> 記述課題 A: 下の文書抜粋の冒頭にある引用文は、三つのものを愛さない者は一生涯馬鹿者だと述べています。その三つを挙げてください。

##### 文書抜粋 #####

Wein, Weib und Gesang

ワイン、女 そして歌、此れを愛しまない輩は、一生涯馬鹿者であり続ける。マルティン・ルター(1483-1546)

菊牛蒡とタロイモの年始

2016-01-03 | 料理
年末年始は、クリスマスと違う食事をする。今年は、菊牛蒡とタロイモを筑前煮にしようとした。あまり準備万端整え過ぎたので、牛蒡が柔らかくなりすぎた。きんぴらの方は完璧だっただけに残念だ。イモの方は全くぬめりけがないが、里芋の種類であることには間違いない。寧ろ煮物よりも固くおせちの桑井のようにした方が良いのかもしれない。

一昨年の暮れは、フランスのスーパーで買い出ししたので新鮮な北海と地中海の漁獲類があったが、昨年は国境検査までして態々出かける気が失せた。準戦争状態になると民生の需要は間違いなく落ちるだろう。

#####

> 記述課題 B: 記録の中から文字列「bbox」を含む行をすべて探し、一行ずつ書き写してください。

##### 演習資料 #####

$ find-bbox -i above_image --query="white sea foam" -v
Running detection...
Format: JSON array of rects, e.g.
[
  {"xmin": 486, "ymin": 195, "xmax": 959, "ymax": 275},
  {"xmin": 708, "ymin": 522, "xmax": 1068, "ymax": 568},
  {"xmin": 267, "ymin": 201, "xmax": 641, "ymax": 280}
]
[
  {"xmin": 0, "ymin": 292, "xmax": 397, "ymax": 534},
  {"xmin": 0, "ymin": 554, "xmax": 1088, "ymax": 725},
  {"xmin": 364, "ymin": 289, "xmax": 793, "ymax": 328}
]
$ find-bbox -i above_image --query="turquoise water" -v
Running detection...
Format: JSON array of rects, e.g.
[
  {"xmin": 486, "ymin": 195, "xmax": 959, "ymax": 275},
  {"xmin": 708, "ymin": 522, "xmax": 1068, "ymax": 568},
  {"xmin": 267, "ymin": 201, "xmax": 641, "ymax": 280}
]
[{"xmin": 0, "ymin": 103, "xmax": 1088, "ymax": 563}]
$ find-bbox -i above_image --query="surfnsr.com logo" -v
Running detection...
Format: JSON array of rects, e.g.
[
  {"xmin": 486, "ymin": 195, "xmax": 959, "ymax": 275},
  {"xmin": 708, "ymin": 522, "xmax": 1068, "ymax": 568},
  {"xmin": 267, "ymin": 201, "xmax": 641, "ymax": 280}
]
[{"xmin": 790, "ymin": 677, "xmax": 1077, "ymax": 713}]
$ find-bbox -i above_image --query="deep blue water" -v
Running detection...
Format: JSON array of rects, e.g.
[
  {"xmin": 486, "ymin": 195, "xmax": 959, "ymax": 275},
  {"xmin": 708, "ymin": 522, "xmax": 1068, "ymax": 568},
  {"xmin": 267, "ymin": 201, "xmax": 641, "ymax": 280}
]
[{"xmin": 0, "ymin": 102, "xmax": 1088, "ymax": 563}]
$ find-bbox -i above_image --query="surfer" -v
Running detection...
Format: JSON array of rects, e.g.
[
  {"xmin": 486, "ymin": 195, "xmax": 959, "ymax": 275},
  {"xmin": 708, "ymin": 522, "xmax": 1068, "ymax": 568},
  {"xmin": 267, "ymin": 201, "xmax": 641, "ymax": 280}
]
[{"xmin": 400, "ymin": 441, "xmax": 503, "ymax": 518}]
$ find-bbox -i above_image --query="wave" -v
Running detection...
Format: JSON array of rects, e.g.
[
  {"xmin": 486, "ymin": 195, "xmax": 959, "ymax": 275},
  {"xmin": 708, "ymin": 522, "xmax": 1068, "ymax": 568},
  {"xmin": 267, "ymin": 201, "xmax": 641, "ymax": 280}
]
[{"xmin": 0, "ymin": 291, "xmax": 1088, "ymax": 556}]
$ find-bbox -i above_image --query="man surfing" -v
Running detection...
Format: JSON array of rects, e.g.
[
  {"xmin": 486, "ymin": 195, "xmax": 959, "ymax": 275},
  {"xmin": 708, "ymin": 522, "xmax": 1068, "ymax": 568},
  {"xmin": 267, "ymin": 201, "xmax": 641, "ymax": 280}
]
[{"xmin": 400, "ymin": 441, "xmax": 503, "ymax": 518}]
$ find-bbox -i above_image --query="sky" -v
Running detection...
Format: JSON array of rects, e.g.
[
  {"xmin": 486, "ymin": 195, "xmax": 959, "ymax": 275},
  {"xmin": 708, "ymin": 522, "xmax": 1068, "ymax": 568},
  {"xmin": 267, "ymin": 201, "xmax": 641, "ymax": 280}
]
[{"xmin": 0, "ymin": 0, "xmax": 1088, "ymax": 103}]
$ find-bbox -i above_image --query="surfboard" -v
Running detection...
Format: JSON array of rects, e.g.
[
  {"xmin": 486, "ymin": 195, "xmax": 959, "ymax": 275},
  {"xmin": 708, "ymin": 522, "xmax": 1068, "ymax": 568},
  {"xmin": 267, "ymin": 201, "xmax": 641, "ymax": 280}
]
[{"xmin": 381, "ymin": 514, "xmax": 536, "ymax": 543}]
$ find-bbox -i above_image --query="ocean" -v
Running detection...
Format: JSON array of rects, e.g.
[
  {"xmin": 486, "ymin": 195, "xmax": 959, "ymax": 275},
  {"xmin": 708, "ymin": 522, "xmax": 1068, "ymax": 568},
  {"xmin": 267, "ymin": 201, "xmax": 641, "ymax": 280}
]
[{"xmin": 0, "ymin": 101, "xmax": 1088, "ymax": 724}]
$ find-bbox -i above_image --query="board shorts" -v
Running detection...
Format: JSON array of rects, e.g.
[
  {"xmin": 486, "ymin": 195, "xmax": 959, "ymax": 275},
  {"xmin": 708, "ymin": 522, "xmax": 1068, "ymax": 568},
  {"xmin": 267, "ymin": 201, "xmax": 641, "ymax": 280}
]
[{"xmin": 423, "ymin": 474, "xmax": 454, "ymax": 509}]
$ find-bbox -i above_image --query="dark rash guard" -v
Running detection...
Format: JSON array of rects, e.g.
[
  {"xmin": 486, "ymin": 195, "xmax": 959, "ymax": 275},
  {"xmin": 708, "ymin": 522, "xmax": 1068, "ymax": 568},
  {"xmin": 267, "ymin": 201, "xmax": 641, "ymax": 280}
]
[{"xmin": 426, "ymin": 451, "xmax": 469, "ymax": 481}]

#####

> 解答 A: ワイン、女、歌

> 解答 B:
$ find-bbox -i above_image --query="white sea foam" -v
$ find-bbox -i above_image --query="turquoise water" -v
$ find-bbox -i above_image --query="surfnsr.com logo" -v
$ find-bbox -i above_image --query="deep blue water" -v
$ find-bbox -i above_image --query="surfer" -v
$ find-bbox -i above_image --query="wave" -v
$ find-bbox -i above_image --query="man surfing" -v
$ find-bbox -i above_image --query="sky" -v
$ find-bbox -i above_image --query="surfboard" -v
$ find-bbox -i above_image --query="ocean" -v
$ find-bbox -i above_image --query="board shorts" -v
$ find-bbox -i above_image --query="dark rash guard" -v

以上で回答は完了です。